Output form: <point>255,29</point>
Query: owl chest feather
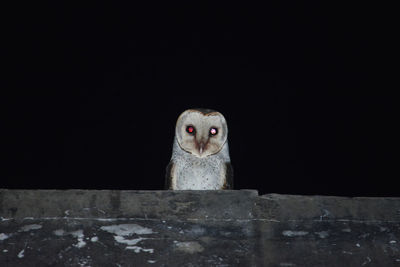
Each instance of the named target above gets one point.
<point>199,174</point>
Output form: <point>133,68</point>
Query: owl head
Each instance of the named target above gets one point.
<point>201,132</point>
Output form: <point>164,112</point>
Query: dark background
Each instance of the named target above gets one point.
<point>91,94</point>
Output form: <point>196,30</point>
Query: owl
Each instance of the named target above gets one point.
<point>200,154</point>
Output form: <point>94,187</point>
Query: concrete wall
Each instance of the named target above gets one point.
<point>195,228</point>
================================
Task statement
Rewrite all the records with "named target" changed to "named item" everywhere it occurs and nothing else altered. Leave the pictures out.

Exercise result
Output form: <point>255,29</point>
Query: owl chest feather
Each instance of the named item above gets one point.
<point>199,174</point>
Output form: <point>133,68</point>
Query: owl head
Each instance of the named item above gets one point.
<point>201,132</point>
Output form: <point>164,112</point>
Query: dark background
Each instance of the named item above gets one point.
<point>91,94</point>
Output form: <point>196,30</point>
Query: owl
Each instance of the named item above gets one point.
<point>200,154</point>
Output form: <point>94,187</point>
Query: concrete wall
Each instance of the named item above gets one point.
<point>195,228</point>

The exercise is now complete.